═════ Selected text ═════

It was not until 1965 that UN Member States could agree on an international treaty through which they resolved:

to adopt all necessary measures for speedily eliminating racial discrimination in all its forms and manifestations, and to prevent and combat racist doctrines and practices in order to promote understanding between races and to build an international community free from all forms of racial segregation and racial discrimination[.]1010. “International Convention on the Elimination of All Forms of Racial Discrimination,” G.A. Res. 2106 (XX), in Preamble, December 21, 1965, accessed December 2, 2018, https://www.ohchr.org/Documents/ProfessionalInterest/cerd.pdf.

═════

Can you resume the passage on the 1965 UN treaty against racial discrimination from the point where it stops?

═════ Extracted data ═════

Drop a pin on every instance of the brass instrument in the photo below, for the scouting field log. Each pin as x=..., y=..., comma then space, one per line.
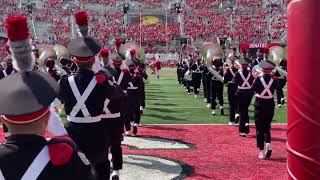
x=125, y=49
x=256, y=71
x=141, y=56
x=210, y=52
x=61, y=52
x=276, y=54
x=47, y=55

═════

→ **Written response**
The International Convention on the Elimination of Racial Discrimination, which is among the most widely ratified international human rights treaties, articulates the normative and legal framework for the ambitious goal of eliminating all forms of racial discrimination. But during ICERD’s brief life time, racial equality has seemingly drifted to the margins of the global human rights agenda despite efforts, including by anti-racism civil society coalitions at the 2001 World Conference Against Racism in Durban, to highlight the historical context and structural dynamics of persisting racial inequality. If we consider ICERD as initiating UN member states’ programmatic commitment to eliminating racial discrimination, this commitment is only fifty-three years old. This commitment, as a matter of duration, is firmly eclipsed by the over three hundred years that came before it, during which, as I have mentioned, colonialism institutionalized, sanctioned and even celebrated the racial exclusion and subordination of non-Europeans. Recalling this history makes clear that neglecting the fight for racial equality, amounts to abandoning the urgent project of dismantling the systems of subordination and exploitation that were carefully erected in prior eras and that continue to have effect today.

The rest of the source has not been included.